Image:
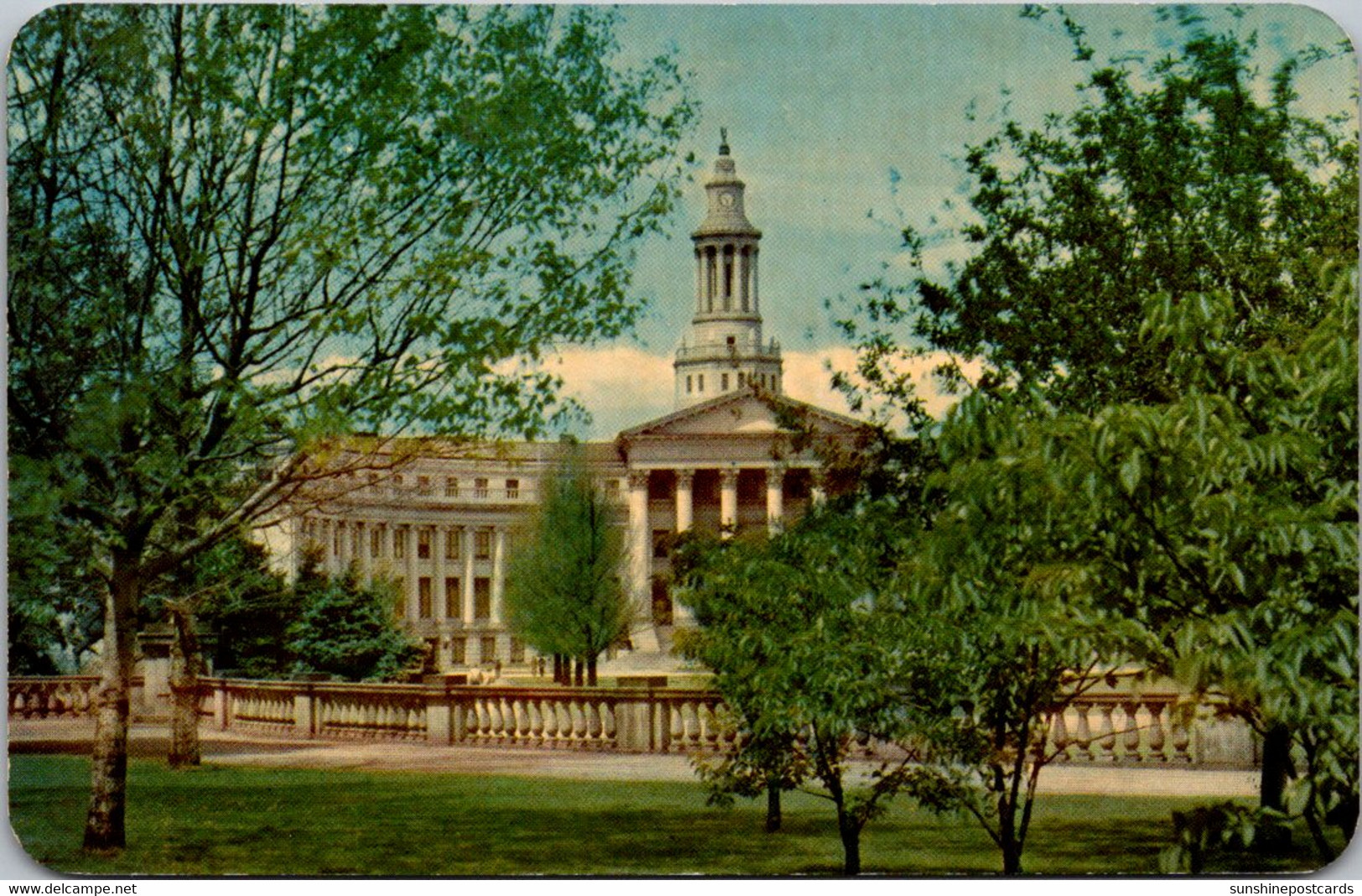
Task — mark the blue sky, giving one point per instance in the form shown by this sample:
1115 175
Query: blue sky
821 104
845 122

::::::

### WORK REQUIRED:
Write out every row above word for word, leaving the pictures out of your answer.

### COMPLETE OUTPUT:
Image:
Task — mark the blue sky, giving one point per instance in the form shown by this sample:
1115 175
Query: blue sky
821 104
845 122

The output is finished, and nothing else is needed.